[Entries drawn from a collection]
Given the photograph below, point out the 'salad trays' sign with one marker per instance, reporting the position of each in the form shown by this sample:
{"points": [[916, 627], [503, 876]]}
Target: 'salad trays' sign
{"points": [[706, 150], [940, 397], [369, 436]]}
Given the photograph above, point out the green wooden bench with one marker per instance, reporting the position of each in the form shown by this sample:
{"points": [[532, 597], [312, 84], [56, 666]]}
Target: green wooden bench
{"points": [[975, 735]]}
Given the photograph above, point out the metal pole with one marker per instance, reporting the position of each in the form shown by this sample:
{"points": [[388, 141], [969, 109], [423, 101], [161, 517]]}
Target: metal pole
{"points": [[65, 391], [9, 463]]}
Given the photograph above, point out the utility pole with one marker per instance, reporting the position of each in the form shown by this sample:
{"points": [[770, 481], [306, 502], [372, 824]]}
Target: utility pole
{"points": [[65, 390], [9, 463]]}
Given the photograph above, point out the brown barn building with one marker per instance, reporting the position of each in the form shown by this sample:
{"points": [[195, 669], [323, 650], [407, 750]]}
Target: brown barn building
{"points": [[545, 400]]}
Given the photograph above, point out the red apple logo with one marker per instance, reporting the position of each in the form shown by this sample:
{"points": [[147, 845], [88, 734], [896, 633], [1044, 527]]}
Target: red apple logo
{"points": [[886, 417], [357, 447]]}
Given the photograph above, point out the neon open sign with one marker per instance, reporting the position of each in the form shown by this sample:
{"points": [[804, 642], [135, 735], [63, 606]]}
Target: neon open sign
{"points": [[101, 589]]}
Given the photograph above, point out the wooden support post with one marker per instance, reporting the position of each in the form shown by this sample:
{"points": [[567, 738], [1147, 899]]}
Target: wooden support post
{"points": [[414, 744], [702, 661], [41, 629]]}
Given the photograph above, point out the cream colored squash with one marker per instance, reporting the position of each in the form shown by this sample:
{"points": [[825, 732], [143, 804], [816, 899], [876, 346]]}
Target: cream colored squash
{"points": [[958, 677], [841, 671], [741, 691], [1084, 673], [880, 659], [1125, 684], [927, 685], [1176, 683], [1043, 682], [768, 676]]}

◆ Work to be completed: Can you copy all of the material above line for line, with every character unchanged?

◆ Problem solution:
Given the photograph below, point out the 'salad trays' sign with one marker per instance, reporting the position of each in the form shown by this sample:
{"points": [[916, 627], [503, 876]]}
Target: 'salad trays' sign
{"points": [[706, 150], [940, 397], [369, 436]]}
Given the photograph above, point out the green wooden bench with one marker per instance, reporting the position of each in the form shown by this sample:
{"points": [[532, 597], [312, 84], [56, 666]]}
Target: green wooden bench
{"points": [[975, 735]]}
Given the photograph above, point out the metal pole with one marker per instance, reporting the position of each in the form shown by this sample:
{"points": [[388, 141], [969, 109], [423, 101], [161, 517]]}
Target: metal pole
{"points": [[65, 391], [9, 463]]}
Given the photograph above, point out the utility pole with one marker per instance, reporting the position of each in the form shown by this sample:
{"points": [[770, 481], [306, 502], [372, 824]]}
Target: utility pole
{"points": [[65, 390], [9, 463]]}
Given the photograph above, point out the brown barn building with one marker per instance, reporting the position of each in the form shown by this sample:
{"points": [[195, 669], [323, 650], [407, 750]]}
Target: brown barn building
{"points": [[545, 400]]}
Given the photograph above, point out the red apple logo with one marker per instance, reporting the position of each in the form shown by this sample:
{"points": [[147, 845], [88, 734], [896, 633], [1044, 527]]}
Target: red apple logo
{"points": [[886, 417], [357, 447]]}
Given the photograph above, point out the neon open sign with one marker per instance, reporting the position of each in the form shown by this sample:
{"points": [[804, 642], [135, 735], [63, 606]]}
Target: neon open sign
{"points": [[101, 589]]}
Given the photograph above, point out the wooden support post with one marker per instance, reporting the position of each in the form shown by this sample:
{"points": [[567, 738], [1147, 899]]}
Target: wooden support post
{"points": [[414, 744], [702, 661], [41, 629]]}
Given the photograph above, point out the cream colored squash with one marker per instance, reporting the position of each in the form shown by this sample:
{"points": [[825, 732], [143, 804], [816, 899], [876, 346]]}
Target: cream colored squash
{"points": [[958, 677], [841, 671], [741, 691], [1084, 673], [880, 659], [1125, 684], [927, 685], [1176, 683], [1043, 682], [768, 676]]}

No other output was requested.